§ SHORT EXERCISE A:
Answer these questions about the film review, one per line:
(i) Which studio released the film, and in what year?
(ii) Which actress plays the co-conspirator?
(iii) What device does Crawford's character use to write her plays?

§ DOCUMENT SEGMENT:
Nominated for 4 major Oscars (but not Best Picture) and should have won best actor and actress roles for Joan Crawford/Jack Palance. The action really gets going half way through this one as wealthy Crawford gets taken in by now veteran actor Jack Palance as her newly wed husband. A revised legal will provides the spark that starts the suspense.
A 1952 RKO Radio Pictures feature film starring Joan Crawford and Jack Palance in a noir-ish tale about a successful woman who marries a murderous man. Money is the name of the game in this taught action thriller, it reminded me of a Hitchcock film in its making.
But Crawford sweats it out, literally, by finding a way to entrap the ones trying to kill her, namely her new husband, Palance. Co-stars Gloria Grahame as co-conspirator and girlfriend of Palance. She does all the plotting, he does the execution.
Crawford, as a playwrite, uses a recording device to write her plays. However, forgeting to turn it off one night snares her new husband and mistress Grahame in their web of deceit and plot to kill her, by way of an accident, of course.
This was to achieve gaining the estate of wealthy Crawford immediately, rather than waiting for her natural death and then only getting a yearly 10 thousand dollars a year. The bulk of her estate was to go to a charity.
Crawford, once so gay and obviously giddy about her new found husband, practically collapses when she hears by chance the plans for her demise from Palance and his girlfriend Grahame on her recording machine. Imagine her horror!
Takes some waiting to get to the action, but it is well worth it as tension builds exponentially. Crawford devises a plan to kill Palance but can't carry it through. Trapped in a closet at Grahame's place, the tension is near unbearable.
Not for the faint of heart, watch it with someone. The close ups of Crawford's face is as good as it gets when tension mounts.

§ SHORT EXERCISE B: Render the records from their start through the line containing "[1142,453,1200,467]", both ends included, as a Markdown table with the columns Row and Record line. Leave out any pictures and blank lines.

§ RECORDS FOR THIS TASK:
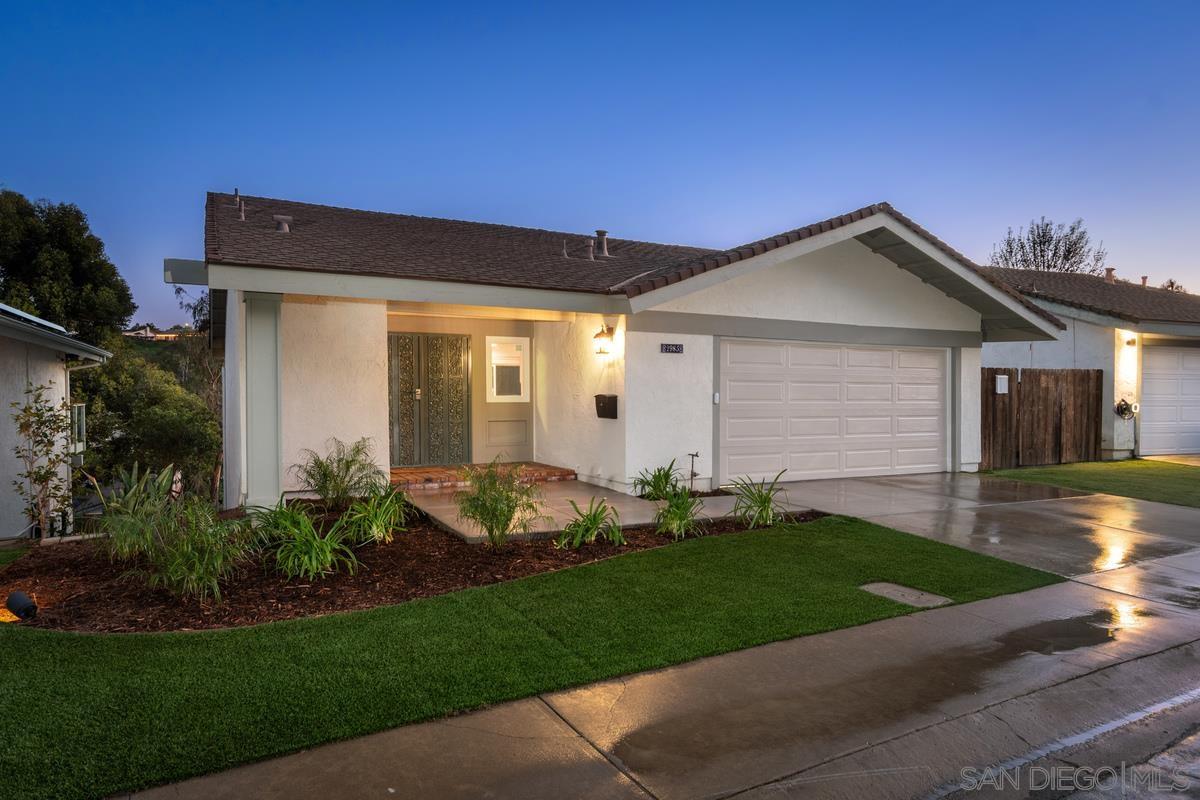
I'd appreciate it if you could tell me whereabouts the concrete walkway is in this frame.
[131,476,1200,800]
[1142,453,1200,467]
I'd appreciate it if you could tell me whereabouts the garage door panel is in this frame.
[846,381,893,403]
[787,347,841,369]
[725,416,784,441]
[1138,347,1200,456]
[787,416,841,439]
[725,380,784,404]
[787,380,841,403]
[846,348,895,369]
[719,339,948,481]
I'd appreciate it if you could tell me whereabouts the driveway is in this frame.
[133,475,1200,800]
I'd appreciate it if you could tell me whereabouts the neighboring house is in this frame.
[164,193,1062,505]
[983,267,1200,458]
[0,303,110,539]
[121,325,181,342]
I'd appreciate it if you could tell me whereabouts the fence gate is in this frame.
[979,367,1104,469]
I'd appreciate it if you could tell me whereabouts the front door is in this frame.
[388,333,470,467]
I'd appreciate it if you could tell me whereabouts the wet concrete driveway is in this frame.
[786,474,1200,576]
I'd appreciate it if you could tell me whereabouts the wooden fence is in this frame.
[979,367,1104,469]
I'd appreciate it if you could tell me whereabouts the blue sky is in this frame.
[0,0,1200,323]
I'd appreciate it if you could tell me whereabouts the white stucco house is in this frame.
[164,193,1062,505]
[983,267,1200,459]
[0,303,110,539]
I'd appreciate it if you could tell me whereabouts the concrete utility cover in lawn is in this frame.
[859,582,950,608]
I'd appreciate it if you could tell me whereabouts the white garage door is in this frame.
[1139,347,1200,456]
[718,339,947,482]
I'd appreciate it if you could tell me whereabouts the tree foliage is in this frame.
[11,384,71,536]
[0,190,137,344]
[991,217,1109,275]
[73,347,221,494]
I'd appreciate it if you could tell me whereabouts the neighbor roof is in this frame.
[204,192,1062,327]
[986,266,1200,324]
[0,302,113,361]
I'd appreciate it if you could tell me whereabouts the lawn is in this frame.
[0,517,1061,798]
[992,459,1200,507]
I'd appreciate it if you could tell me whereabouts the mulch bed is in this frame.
[0,512,823,633]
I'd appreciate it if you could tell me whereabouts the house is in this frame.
[983,267,1200,459]
[164,193,1062,505]
[121,324,186,342]
[0,303,110,539]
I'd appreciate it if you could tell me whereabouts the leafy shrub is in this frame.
[292,438,388,511]
[342,487,409,545]
[457,461,541,547]
[146,497,251,602]
[100,498,253,602]
[251,498,359,581]
[634,458,683,500]
[554,498,625,549]
[733,470,787,528]
[654,486,704,540]
[88,462,175,513]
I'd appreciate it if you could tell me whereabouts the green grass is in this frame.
[992,459,1200,507]
[0,545,28,566]
[0,517,1060,798]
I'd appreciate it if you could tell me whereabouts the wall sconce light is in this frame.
[592,325,612,355]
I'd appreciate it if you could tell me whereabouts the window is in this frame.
[486,336,529,403]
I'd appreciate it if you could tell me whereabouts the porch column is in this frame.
[245,291,283,505]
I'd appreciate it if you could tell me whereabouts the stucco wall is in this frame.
[983,306,1140,458]
[533,314,628,489]
[654,240,979,331]
[385,314,538,463]
[0,337,67,539]
[956,348,983,473]
[221,290,246,509]
[625,331,714,489]
[280,295,389,492]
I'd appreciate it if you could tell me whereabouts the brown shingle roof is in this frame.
[204,192,712,293]
[204,192,1062,326]
[986,266,1200,324]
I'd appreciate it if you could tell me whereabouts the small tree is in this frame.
[12,384,71,536]
[991,217,1109,275]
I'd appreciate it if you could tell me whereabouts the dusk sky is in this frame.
[0,0,1200,324]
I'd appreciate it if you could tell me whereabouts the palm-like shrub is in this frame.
[146,498,251,602]
[342,487,410,545]
[733,470,787,528]
[654,486,704,540]
[634,458,683,500]
[554,498,625,549]
[251,498,359,581]
[457,461,541,547]
[292,438,388,511]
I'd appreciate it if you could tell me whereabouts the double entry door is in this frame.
[388,333,470,467]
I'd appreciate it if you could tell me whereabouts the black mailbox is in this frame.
[596,395,617,420]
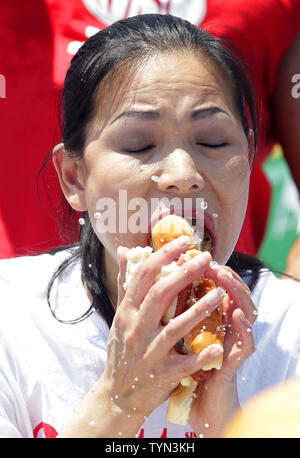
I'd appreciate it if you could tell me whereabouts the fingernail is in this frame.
[191,251,211,267]
[224,270,234,280]
[174,235,191,245]
[204,287,224,305]
[207,344,224,356]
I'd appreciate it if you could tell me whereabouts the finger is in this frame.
[205,266,257,324]
[169,344,223,376]
[223,309,255,373]
[141,251,211,328]
[125,236,198,308]
[146,288,224,359]
[117,246,129,306]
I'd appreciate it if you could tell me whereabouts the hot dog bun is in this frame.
[124,215,224,425]
[152,215,224,425]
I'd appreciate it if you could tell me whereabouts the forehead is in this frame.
[92,52,237,127]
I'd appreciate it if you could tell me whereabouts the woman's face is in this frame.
[75,54,250,263]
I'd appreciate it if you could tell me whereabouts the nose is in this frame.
[158,149,205,194]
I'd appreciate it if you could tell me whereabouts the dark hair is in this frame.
[42,14,257,326]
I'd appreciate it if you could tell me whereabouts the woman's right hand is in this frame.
[58,237,223,437]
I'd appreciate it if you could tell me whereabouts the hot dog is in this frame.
[124,215,225,425]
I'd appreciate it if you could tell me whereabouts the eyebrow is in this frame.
[111,107,230,124]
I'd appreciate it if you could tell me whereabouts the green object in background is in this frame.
[258,146,300,272]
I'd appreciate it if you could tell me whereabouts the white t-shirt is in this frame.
[0,251,300,438]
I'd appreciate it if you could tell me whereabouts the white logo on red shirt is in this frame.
[82,0,207,25]
[67,0,207,55]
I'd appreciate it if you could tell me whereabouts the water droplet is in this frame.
[151,175,160,183]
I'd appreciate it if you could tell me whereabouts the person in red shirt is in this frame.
[0,0,300,257]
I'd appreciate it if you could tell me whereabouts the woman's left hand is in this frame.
[190,266,257,437]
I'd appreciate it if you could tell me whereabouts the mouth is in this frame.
[147,209,216,257]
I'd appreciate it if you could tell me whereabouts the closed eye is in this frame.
[197,142,228,148]
[124,145,155,153]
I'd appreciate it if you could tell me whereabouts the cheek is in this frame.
[219,155,250,205]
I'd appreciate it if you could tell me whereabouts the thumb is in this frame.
[117,246,129,306]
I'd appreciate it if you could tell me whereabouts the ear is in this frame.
[248,129,255,169]
[52,143,87,212]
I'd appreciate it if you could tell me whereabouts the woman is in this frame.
[0,15,298,437]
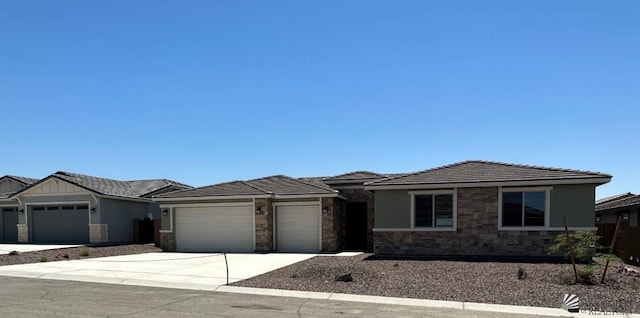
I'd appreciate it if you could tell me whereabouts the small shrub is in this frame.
[518,267,527,280]
[578,265,596,285]
[549,231,600,263]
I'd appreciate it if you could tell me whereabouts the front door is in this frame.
[345,202,367,251]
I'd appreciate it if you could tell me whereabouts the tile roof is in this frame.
[323,171,385,183]
[247,175,337,195]
[154,175,337,198]
[596,195,640,211]
[13,171,190,198]
[365,160,611,186]
[0,175,40,185]
[596,192,635,204]
[153,181,269,198]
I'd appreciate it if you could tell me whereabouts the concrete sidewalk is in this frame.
[0,252,315,291]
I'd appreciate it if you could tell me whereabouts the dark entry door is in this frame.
[345,202,367,250]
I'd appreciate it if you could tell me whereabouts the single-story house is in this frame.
[365,161,611,256]
[153,161,611,256]
[0,175,38,243]
[3,171,191,244]
[596,192,640,227]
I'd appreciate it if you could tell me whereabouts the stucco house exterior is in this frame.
[596,192,640,227]
[365,161,611,256]
[153,161,611,256]
[0,175,38,243]
[3,171,190,244]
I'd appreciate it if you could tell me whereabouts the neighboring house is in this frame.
[0,175,38,243]
[365,161,611,256]
[7,172,191,244]
[596,192,640,227]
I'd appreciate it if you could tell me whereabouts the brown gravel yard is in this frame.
[233,254,640,313]
[0,244,162,266]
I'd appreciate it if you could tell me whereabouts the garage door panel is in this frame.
[276,205,320,253]
[176,206,254,252]
[31,207,89,244]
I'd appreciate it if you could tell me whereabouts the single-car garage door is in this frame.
[175,205,254,252]
[31,205,89,244]
[276,204,321,253]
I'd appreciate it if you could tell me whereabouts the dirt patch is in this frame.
[0,244,162,266]
[233,254,640,313]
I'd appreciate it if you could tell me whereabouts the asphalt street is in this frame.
[0,277,560,318]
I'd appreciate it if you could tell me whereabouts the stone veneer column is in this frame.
[17,224,29,243]
[321,198,344,252]
[255,198,274,252]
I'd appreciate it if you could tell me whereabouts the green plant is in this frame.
[549,231,600,263]
[578,265,596,285]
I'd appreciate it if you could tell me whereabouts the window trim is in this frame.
[409,189,458,232]
[498,187,553,231]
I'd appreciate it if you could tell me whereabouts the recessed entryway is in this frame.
[345,202,367,251]
[0,207,18,243]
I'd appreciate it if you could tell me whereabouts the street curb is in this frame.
[215,286,640,318]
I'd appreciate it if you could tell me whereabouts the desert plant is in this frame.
[578,265,596,285]
[518,267,527,280]
[549,231,600,263]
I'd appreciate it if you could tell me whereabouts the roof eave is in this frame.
[151,194,274,202]
[364,177,611,190]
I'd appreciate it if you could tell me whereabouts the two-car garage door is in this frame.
[175,205,254,252]
[174,203,321,253]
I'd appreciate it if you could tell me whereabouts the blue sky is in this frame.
[0,0,640,197]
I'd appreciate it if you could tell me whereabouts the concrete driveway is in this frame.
[0,252,316,290]
[0,244,82,254]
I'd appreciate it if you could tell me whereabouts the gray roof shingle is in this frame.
[17,171,190,198]
[365,160,611,186]
[153,181,270,198]
[596,194,640,211]
[154,175,337,198]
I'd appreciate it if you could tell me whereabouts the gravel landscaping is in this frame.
[0,244,162,266]
[233,254,640,313]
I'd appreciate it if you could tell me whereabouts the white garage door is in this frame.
[276,205,321,253]
[175,206,254,252]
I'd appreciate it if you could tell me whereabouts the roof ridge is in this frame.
[459,160,611,176]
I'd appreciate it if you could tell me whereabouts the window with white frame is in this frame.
[501,189,549,227]
[411,192,455,228]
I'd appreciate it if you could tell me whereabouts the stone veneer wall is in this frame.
[374,187,563,256]
[160,232,176,252]
[321,198,344,252]
[340,189,375,251]
[255,198,273,252]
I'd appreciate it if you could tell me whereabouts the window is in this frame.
[411,193,455,228]
[501,190,549,227]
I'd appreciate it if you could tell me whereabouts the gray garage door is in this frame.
[0,208,18,243]
[30,205,89,244]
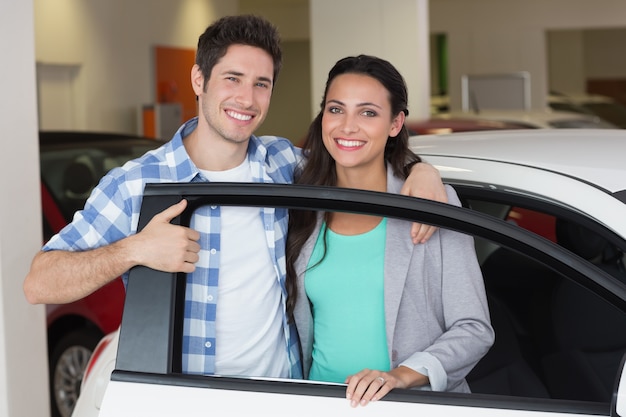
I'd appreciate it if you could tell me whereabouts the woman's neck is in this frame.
[337,163,387,192]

§ WRITTEN SOLUTION A:
(i) RKO Radio Pictures, in 1952.
(ii) Gloria Grahame.
(iii) A recording device.

§ WRITTEN SOLUTION B:
| Row | Record line |
|---|---|
| 1 | I'd appreciate it if you could tell me whereabouts the concrete walkway is in this frame. |
| 2 | [131,476,1200,800] |
| 3 | [1142,453,1200,467] |